AIM OF THE TASK: Copy out every one of the entries below word for word, leaving each line unchanged.

Entries for pointing and labeling:
· · ·

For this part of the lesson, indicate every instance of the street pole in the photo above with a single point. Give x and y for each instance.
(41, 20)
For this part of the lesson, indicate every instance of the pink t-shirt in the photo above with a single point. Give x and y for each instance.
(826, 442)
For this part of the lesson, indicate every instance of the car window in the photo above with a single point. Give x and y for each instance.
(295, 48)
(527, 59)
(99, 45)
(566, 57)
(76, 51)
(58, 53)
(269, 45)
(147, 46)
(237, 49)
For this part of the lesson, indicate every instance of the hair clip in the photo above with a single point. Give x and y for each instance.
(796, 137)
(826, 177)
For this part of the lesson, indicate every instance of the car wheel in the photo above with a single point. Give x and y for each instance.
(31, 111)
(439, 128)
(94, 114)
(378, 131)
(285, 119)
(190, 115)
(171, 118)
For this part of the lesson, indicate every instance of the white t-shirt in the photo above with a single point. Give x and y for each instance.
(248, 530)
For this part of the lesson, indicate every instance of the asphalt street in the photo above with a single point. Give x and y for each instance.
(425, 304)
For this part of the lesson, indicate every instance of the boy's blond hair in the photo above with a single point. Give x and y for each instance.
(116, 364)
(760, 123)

· · ·

FULL OUTPUT:
For this part of the lesson, indicate every instance of the street pole in the photo above with a single point. Give x and y for each instance.
(41, 20)
For this part of the lesson, indicate every instance of the pink t-shirt in the photo above with a single point. Give x and y for each instance.
(826, 442)
For this part of the lesson, indicate every instance of the car window in the photo above with a single point. Give x and y for each instance.
(295, 48)
(527, 59)
(99, 45)
(566, 57)
(76, 51)
(58, 53)
(269, 45)
(147, 46)
(237, 49)
For this part of the lesson, indicate every instance of the hair clip in the photo above with a single point. Give x and y for each instance.
(796, 137)
(826, 177)
For this part of the lesson, indicate every instance of the car wheel in the photo above with a single point. Give x and y for each instance.
(31, 111)
(439, 128)
(94, 114)
(378, 131)
(285, 119)
(190, 115)
(171, 118)
For this part of the lesson, indicate every instance of the white t-shirt in the photo above with a single point. Give x and y for each instance.
(248, 530)
For this part of the lesson, indicate every instance of the asphalt street in the photo above with a single point. Give x and y for each instance.
(425, 304)
For this part of the lesson, indicate every instance of the boy's blond hair in the photo above with a single point. Give x and y for each instance.
(116, 364)
(760, 123)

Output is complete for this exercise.